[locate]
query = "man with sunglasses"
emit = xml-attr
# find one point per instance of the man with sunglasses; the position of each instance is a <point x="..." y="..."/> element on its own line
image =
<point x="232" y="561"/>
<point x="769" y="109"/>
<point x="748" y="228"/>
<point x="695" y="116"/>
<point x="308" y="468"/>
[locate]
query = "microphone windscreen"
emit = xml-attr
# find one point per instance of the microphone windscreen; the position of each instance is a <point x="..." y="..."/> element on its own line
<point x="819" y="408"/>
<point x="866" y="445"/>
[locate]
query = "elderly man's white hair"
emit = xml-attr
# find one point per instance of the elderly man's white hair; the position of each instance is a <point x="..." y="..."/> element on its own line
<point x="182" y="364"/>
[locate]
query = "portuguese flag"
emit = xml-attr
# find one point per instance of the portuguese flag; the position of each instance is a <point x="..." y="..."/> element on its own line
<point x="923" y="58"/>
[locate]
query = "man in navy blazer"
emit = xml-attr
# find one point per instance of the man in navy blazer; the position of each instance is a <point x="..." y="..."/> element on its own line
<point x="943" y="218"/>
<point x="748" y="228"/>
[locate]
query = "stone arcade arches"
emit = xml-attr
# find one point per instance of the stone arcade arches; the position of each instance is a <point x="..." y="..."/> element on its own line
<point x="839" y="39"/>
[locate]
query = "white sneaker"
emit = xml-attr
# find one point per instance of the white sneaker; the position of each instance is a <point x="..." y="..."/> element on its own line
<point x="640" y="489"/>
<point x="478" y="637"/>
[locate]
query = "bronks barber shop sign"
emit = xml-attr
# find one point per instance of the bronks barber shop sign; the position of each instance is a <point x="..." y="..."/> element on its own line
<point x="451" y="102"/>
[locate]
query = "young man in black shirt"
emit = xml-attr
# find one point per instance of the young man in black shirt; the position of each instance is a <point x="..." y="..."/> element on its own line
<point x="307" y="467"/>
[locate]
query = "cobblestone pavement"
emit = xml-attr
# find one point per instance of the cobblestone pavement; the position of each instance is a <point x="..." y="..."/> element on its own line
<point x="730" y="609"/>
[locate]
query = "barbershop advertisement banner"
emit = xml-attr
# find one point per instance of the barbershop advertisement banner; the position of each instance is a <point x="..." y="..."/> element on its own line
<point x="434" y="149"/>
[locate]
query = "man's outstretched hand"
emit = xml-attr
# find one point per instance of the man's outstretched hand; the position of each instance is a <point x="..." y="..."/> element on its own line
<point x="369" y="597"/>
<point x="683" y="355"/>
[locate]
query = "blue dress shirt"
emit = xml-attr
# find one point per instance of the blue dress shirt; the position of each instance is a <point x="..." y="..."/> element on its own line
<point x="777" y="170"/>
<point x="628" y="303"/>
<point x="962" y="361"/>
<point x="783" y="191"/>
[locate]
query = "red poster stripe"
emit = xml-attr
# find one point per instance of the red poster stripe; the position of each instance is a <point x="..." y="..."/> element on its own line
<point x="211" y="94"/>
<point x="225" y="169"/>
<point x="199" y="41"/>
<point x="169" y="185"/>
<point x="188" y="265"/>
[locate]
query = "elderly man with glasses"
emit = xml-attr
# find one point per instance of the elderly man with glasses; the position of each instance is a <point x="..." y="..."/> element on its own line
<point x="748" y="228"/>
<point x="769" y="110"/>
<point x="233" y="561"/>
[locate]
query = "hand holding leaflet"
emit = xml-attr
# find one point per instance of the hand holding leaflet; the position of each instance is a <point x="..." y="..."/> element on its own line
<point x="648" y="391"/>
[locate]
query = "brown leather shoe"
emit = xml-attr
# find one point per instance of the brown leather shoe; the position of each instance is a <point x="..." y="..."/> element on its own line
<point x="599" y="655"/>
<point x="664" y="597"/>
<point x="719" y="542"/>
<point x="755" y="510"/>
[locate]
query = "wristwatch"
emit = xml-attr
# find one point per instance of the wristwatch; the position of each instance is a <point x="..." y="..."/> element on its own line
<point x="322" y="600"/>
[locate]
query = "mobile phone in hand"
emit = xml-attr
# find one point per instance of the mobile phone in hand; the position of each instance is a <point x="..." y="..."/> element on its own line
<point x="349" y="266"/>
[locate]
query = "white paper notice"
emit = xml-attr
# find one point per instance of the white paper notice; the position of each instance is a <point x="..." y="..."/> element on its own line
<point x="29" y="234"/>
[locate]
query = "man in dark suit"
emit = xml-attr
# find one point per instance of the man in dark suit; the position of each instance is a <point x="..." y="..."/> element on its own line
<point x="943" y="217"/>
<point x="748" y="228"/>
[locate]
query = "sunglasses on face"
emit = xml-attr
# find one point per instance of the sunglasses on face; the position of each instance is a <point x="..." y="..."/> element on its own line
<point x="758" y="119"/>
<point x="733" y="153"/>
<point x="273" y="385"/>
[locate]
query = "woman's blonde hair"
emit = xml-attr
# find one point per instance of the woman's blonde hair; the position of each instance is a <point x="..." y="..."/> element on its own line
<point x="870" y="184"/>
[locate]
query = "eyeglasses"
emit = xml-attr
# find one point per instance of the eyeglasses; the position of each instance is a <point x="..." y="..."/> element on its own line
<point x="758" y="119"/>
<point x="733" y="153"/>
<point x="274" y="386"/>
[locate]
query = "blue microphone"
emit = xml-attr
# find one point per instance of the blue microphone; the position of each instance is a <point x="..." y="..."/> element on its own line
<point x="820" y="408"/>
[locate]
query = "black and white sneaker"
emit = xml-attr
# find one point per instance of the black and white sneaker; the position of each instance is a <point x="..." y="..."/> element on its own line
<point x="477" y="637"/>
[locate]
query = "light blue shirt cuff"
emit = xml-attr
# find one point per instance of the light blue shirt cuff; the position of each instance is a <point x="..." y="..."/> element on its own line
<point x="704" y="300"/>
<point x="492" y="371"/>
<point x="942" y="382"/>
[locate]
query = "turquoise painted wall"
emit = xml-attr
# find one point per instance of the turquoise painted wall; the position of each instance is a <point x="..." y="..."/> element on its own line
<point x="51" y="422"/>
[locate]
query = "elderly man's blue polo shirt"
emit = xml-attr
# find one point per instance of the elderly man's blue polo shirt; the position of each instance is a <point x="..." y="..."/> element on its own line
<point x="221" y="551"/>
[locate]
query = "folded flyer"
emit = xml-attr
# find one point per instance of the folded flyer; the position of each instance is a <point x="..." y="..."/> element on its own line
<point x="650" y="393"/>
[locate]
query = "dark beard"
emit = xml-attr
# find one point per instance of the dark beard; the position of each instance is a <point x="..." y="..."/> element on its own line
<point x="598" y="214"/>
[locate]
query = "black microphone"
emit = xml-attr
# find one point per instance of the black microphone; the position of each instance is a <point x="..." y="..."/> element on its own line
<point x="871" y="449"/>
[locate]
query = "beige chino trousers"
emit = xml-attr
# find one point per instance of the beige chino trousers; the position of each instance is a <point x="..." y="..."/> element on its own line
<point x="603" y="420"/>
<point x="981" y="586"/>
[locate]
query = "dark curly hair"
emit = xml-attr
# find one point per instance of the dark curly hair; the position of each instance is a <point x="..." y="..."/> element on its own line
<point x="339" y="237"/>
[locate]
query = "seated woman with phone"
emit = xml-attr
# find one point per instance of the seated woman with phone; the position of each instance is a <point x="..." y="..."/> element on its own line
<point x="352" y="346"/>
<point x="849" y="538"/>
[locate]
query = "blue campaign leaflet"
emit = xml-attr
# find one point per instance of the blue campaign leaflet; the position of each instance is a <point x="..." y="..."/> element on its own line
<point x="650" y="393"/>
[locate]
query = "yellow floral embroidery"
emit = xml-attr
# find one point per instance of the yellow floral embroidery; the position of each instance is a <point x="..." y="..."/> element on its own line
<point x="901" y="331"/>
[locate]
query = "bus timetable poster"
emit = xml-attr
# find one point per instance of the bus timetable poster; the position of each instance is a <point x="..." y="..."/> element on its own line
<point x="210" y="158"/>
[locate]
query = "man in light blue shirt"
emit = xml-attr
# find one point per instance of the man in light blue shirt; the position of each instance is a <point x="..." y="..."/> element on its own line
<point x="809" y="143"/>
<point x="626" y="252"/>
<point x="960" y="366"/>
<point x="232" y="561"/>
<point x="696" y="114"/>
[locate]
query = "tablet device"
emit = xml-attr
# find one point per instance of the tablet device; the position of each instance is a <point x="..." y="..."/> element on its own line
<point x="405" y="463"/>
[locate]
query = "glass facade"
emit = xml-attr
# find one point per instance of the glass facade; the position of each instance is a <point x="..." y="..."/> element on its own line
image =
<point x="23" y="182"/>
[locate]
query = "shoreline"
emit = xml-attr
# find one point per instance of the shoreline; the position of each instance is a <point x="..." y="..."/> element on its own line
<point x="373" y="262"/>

◇ ◇ ◇ ◇ ◇ ◇ ◇

Please work out how many lines of the records above contain the word "trousers". Reply with the number alone.

- RESPONSE TO THE EXERCISE:
2